Instruction A - Write out everything from "This page provides" down to "Configuration 1 (Slab)" in the Resonant State Expansion page, word for word.
Instruction B - Give again, unchanged, everything in the records from the line containing "Check that every instance of the wristwatch" down to the end of the records.

Page extract -
┏━━

Resonant State Expansion applied to planar open optical systems

M.B. Doost, W. Langbein, and E.A. Muljarov

School of Physics and Astronomy, Cardiff University, Cardiff CF24 3AA, United Kingdom


This page provides and implementation of the Resonant State Expansion applied to planar open optical systems [2], which is based on the origibnal application [1]. Recently, we have applied the theory also to two-dimenesional systems [3], like optical fibres

Program

We provide here an executable program RSE.exe (for microsoft windows 32 bit) implementing the RSE for one-dimensional (planar) systems. Two sample configurations are available, a slab and a Bragg Microcavity.


Slab.png
Download Sample Configuration 1 (Slab)


Slab.png
Download Sample Configuration 2 (Bragg mirror cavity)

RSE.exe requires two text files from the command line arguments.

The external boundaries of the perturbed and unperturbed slab are chosen to coincide. The perturbed and unperturbed slabs are surrounded by vacuum. In our sample configurations, the calculation is started from the command line using  "RSE.exe Pslab.txt Parameters.txt"

RSE.exe produces two output files:
* is the name of the first command line argument to RSE.exe, without it's file type extension.

Output file *_All_poles.dat gives information about all perturbed poles produced by RSE.exe.

Re(a*Chi)

Im(a*Chi)

M

AR(1)

alpha

a*error

F

AR(2)

6.102122e-17

-2.344420e-01

2.293706e-07

1

-4.981052e-01

3.458102e-08

2.548814e+00

0

....









The columns are

Re(a*Chi)

 Extrapolated or perturbed Real part of the perturbed wave number* and multiplied by the unperturbed slab half width

Im(a*Chi)

Extrapolated or perturbed Imaginary part of the perturbed wave number* and multiplied by the unperturbed slab half width

M

Absolute error M given by (21) in our paper

AR(1)

┗━━

Exercise materials -
┏━━

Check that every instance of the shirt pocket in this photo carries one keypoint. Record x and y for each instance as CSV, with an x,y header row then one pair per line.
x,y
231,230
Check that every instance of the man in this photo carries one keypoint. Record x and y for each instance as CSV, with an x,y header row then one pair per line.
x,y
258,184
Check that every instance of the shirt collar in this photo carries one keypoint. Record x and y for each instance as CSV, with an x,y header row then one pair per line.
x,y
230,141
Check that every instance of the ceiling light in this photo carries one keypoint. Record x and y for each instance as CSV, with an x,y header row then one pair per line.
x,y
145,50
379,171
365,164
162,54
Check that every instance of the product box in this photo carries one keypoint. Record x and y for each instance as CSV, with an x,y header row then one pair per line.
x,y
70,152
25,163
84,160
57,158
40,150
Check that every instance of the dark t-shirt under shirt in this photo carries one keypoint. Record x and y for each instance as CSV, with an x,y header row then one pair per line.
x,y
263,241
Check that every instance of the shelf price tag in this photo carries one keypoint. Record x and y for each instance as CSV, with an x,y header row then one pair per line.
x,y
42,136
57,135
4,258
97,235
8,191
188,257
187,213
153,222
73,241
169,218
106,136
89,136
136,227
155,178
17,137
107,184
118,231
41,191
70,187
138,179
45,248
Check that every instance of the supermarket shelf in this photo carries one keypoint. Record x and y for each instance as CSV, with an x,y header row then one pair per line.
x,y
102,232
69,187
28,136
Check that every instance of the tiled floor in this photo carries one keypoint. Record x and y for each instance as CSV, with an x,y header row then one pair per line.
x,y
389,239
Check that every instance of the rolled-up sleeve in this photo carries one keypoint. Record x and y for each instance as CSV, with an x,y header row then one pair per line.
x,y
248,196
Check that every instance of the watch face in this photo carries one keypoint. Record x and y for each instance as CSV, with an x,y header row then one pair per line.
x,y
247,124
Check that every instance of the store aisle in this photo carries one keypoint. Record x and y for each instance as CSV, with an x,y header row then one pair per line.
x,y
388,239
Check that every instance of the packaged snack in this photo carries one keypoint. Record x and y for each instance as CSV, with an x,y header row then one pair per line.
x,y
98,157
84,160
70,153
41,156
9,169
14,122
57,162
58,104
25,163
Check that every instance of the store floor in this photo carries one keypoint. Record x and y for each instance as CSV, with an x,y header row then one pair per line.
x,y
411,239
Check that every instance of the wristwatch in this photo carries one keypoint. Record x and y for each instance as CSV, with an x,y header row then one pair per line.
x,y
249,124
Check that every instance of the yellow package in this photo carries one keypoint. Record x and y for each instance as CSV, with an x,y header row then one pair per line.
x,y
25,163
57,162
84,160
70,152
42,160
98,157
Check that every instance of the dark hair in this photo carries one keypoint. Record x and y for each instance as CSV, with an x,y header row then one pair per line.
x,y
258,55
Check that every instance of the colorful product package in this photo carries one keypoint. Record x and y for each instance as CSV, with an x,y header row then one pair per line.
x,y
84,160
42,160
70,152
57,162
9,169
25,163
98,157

┗━━

Response A -
This page provides and implementation of the Resonant State Expansion applied to planar open optical systems [2], which is based on the origibnal application [1]. Recently, we have applied the theory also to two-dimenesional systems [3], like optical fibres

Program

We provide here an executable program RSE.exe (for microsoft windows 32 bit) implementing the RSE for one-dimensional (planar) systems. Two sample configurations are available, a slab and a Bragg Microcavity.


Slab.png
Download Sample Configuration 1 (Slab)

Response B -
Check that every instance of the wristwatch in this photo carries one keypoint. Record x and y for each instance as CSV, with an x,y header row then one pair per line.
x,y
249,124
Check that every instance of the yellow package in this photo carries one keypoint. Record x and y for each instance as CSV, with an x,y header row then one pair per line.
x,y
25,163
57,162
84,160
70,152
42,160
98,157
Check that every instance of the dark hair in this photo carries one keypoint. Record x and y for each instance as CSV, with an x,y header row then one pair per line.
x,y
258,55
Check that every instance of the colorful product package in this photo carries one keypoint. Record x and y for each instance as CSV, with an x,y header row then one pair per line.
x,y
84,160
42,160
70,152
57,162
9,169
25,163
98,157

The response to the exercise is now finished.